MATERIAL SHOWN =
== Segment start ==
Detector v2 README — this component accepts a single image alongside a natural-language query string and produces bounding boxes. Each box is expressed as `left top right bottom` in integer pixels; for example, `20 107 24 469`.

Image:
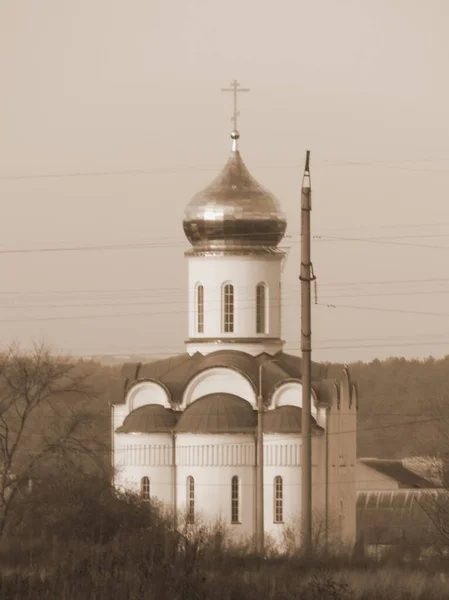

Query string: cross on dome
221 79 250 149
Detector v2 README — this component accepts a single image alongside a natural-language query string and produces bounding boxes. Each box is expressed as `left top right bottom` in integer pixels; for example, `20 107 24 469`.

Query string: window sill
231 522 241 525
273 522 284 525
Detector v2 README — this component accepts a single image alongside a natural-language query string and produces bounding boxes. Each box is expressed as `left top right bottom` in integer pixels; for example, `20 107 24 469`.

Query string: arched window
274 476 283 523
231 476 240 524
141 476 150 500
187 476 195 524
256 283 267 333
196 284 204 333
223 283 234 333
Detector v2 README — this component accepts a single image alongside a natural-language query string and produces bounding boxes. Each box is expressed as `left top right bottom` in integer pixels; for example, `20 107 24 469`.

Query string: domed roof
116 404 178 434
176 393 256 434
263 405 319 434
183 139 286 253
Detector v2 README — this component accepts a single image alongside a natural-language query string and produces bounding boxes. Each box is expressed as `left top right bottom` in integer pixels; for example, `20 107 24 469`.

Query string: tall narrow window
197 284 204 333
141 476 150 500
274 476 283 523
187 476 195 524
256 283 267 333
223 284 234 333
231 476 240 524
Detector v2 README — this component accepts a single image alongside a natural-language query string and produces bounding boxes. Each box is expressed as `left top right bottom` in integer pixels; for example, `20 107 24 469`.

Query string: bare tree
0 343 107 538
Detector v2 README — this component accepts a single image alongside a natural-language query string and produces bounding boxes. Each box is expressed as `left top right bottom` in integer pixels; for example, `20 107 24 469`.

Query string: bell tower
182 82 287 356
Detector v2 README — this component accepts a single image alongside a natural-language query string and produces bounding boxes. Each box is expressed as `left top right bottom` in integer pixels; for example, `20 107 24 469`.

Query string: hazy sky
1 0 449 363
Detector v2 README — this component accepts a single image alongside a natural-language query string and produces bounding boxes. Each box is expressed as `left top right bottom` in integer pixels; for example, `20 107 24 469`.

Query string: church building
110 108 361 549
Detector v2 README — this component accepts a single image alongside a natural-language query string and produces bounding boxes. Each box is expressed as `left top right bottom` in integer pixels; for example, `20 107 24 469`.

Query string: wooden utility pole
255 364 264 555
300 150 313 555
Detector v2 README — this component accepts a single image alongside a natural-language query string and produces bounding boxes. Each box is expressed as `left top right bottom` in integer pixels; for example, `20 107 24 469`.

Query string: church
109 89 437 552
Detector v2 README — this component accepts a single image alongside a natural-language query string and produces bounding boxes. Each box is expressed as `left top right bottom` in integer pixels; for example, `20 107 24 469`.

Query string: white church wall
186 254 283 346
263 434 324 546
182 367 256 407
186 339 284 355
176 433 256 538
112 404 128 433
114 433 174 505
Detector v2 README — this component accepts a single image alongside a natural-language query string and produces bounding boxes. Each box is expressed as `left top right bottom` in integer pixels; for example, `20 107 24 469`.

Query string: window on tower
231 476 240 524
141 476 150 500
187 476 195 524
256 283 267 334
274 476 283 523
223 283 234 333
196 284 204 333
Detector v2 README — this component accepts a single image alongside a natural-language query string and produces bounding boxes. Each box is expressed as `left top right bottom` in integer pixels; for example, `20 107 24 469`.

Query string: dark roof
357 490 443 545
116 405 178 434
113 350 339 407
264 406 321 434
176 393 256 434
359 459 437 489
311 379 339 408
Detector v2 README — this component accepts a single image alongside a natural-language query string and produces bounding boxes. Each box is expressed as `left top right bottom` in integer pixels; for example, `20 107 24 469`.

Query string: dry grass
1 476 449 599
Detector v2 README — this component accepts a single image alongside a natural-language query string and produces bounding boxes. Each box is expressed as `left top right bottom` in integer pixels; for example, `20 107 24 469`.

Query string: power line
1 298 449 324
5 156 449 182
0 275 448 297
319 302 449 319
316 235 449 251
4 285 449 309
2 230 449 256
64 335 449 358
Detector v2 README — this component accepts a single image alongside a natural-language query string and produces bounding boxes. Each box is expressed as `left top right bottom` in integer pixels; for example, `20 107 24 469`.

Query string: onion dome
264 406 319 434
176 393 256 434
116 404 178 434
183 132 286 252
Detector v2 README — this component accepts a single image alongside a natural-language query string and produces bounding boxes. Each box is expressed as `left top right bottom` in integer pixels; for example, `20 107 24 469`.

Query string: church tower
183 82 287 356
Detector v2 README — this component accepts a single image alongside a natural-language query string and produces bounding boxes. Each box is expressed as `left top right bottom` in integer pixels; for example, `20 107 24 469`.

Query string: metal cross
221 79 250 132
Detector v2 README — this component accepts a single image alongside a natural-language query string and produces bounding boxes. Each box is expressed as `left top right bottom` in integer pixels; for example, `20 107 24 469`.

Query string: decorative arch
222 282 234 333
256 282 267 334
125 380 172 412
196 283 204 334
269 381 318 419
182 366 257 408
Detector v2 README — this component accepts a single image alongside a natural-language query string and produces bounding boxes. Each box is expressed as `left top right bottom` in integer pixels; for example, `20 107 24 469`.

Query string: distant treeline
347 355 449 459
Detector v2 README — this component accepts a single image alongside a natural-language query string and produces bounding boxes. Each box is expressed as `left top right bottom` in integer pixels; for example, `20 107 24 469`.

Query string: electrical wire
== Segment end ==
DESCRIPTION OF THE TASK = Give back each of the records above word for word, apart from the pictures.

RESPONSE AREA =
Detector v2 README — this component accepts a single image alongside a natural-language query string and produces bounding boxes. Each box is expressed as `left top right bottom` in integer pixels; for example, `20 107 24 469`.

Image:

Query string: cross on dome
221 79 250 149
Detector v2 README — this component accepts a single image alongside a natural-language query string and produces bounding boxes. Each box is expressed as `left top right bottom` in integer pixels; for example, `20 107 24 469`.

Query string: window sill
231 522 241 525
273 522 284 525
Detector v2 README — this component accepts a single image alongside a natural-language query string and produces bounding boxes. Each box is expressed as `left top right bottom` in integer pixels; for example, `20 107 24 469`.

Query string: arched window
274 476 283 523
231 476 240 524
141 476 150 500
187 476 195 524
256 283 267 333
196 284 204 333
223 283 234 333
Detector v2 README — this component accepts a single image alongside a natural-language query string and produces bounding boxes. Each box is expressed as `left top right bottom` in integer pixels; for example, `20 107 24 469`.

Query string: domed roof
116 404 178 434
176 393 256 434
263 405 319 434
183 139 286 253
Detector v2 README — this component accepts a single image alongside a natural-language query string and produces bounding boxes. Each box is expressed as `left top right bottom` in integer pixels; for example, `20 107 24 469`.

Query string: tall narrow window
197 284 204 333
141 476 150 500
274 476 283 523
187 476 195 524
256 283 267 333
223 284 234 333
231 476 240 524
Detector v2 README — this component accepts a single image alongside a natural-language query string and produces bounding boxes. Each box is expressed as `left top right bottom` in integer pixels; for example, `20 107 24 469`.

Query string: bare tree
0 343 107 538
Detector v2 README — this component accepts a single image alongside a natural-language query string and produces bounding boxes. Each box is expressed as `left top right bottom` in integer pixels; for example, `20 107 24 469`.

Query string: bell tower
182 82 287 356
Detector v2 README — this component accepts a single image alongside a natural-language query string and produces bounding boxes. Each box is expressed as `left top right bottom` in integer pixels; for example, `20 107 24 469`.

Query string: hazy sky
1 0 449 363
Detector v2 README — this component accepts a single image alongside a natural-language query string and produces bounding boxes. Each box is expressed as `left top right bottom` in integer pixels; for example, `20 107 24 469`.

Query string: church building
110 108 361 549
Detector v2 README — this component accepts a single image alongside a natural-language query string and produces bounding boxes. Each box is expressed as `left top right bottom` in integer pixels; for example, `20 107 24 469`.

Query string: wooden utility pole
255 364 264 555
300 150 313 555
Detector v2 README — this component accepts a single image alongside a natural-language query string and produces bounding boxes. Each box is expressed as `left top right bottom` in integer pixels; for example, `20 107 24 469`.

Query string: church
109 89 437 552
Detector v2 README — this component accepts a single image alongside a natural-language query string and produces bounding boxes. Each box is expressed as `left top right bottom` in integer pixels; for example, `20 107 24 469`.

Query string: white church wall
186 254 283 346
263 434 324 546
182 367 256 407
186 339 284 355
176 433 256 538
112 404 128 433
114 433 174 505
Detector v2 README — this component accepts a single image alongside a natural-language query string and produces bounding boxes. Each box is expressed as `left top right bottom` in integer pixels; for example, `20 107 24 469`.

Query string: window on tower
231 476 240 524
141 476 150 500
187 476 195 524
256 283 267 334
274 476 283 523
223 283 234 333
196 284 204 333
Detector v2 README — this component accepts a single image alongside a natural-language query string and produces bounding boxes. Each box is expressed as `left top right bottom` in integer pixels; for example, `20 107 24 469`.

Query string: dark roof
357 490 443 545
116 405 178 434
113 350 339 407
264 406 321 434
176 393 256 434
359 459 437 489
311 379 339 408
Detector v2 README — this component accepts a single image alongside a natural-language query string and produces bounding boxes. Each box is expressed as `left top right bottom` in integer pixels; for example, `20 107 24 469`.

Query string: dry grass
1 476 449 599
Detector v2 README — this component accepts a single image alongside a natural-language query string and produces bounding boxes. Each box is expressed as `left top right bottom` in integer pixels; for example, `20 107 24 469`.

Query string: power line
1 298 449 324
5 156 449 182
0 275 448 297
319 302 449 319
316 235 449 251
4 285 449 309
2 230 449 256
64 335 449 358
Detector v2 README — this component accepts a single image alongside a natural-language query string and produces bounding boxes. Each box is expressed as `left top right bottom` in integer pixels; for example, `20 107 24 469`.

Query string: onion dome
264 406 319 434
176 393 256 434
116 404 178 434
183 132 286 252
Detector v2 README — this component accepts a single image alongside a natural-language query string and produces bounding boxes. Each box is expressed as `left top right bottom` in integer pixels; for example, `20 107 24 469`.

Query string: church tower
183 82 287 356
Detector v2 README — this component accepts a single image alongside a natural-language query string and produces bounding boxes. Each box is expressed as `left top right bottom` in integer pixels; for example, `20 107 24 469`.

Query string: metal cross
221 79 250 132
Detector v2 README — this component accepts a single image alongside a natural-language query string and produces bounding boxes. Each box is expressed as `left top right bottom` in integer pixels; for example, `20 107 24 469`.

Query string: decorative arch
222 282 234 333
256 282 267 334
125 380 172 412
196 283 204 334
269 381 318 419
182 366 257 408
Detector v2 README — this component accepts a single image alongside a natural-language query string and produces bounding boxes. Each box is expressed as `left top right bottom` in integer pixels; for example, `20 107 24 469`.

Query string: distant treeline
347 355 449 459
Detector v2 README — this component accepts a single image alongside a natural-language query string and produces bounding boxes. Each box is expressed as `left top right bottom` in integer pixels; for example, `20 107 24 469`.

Query string: electrical wire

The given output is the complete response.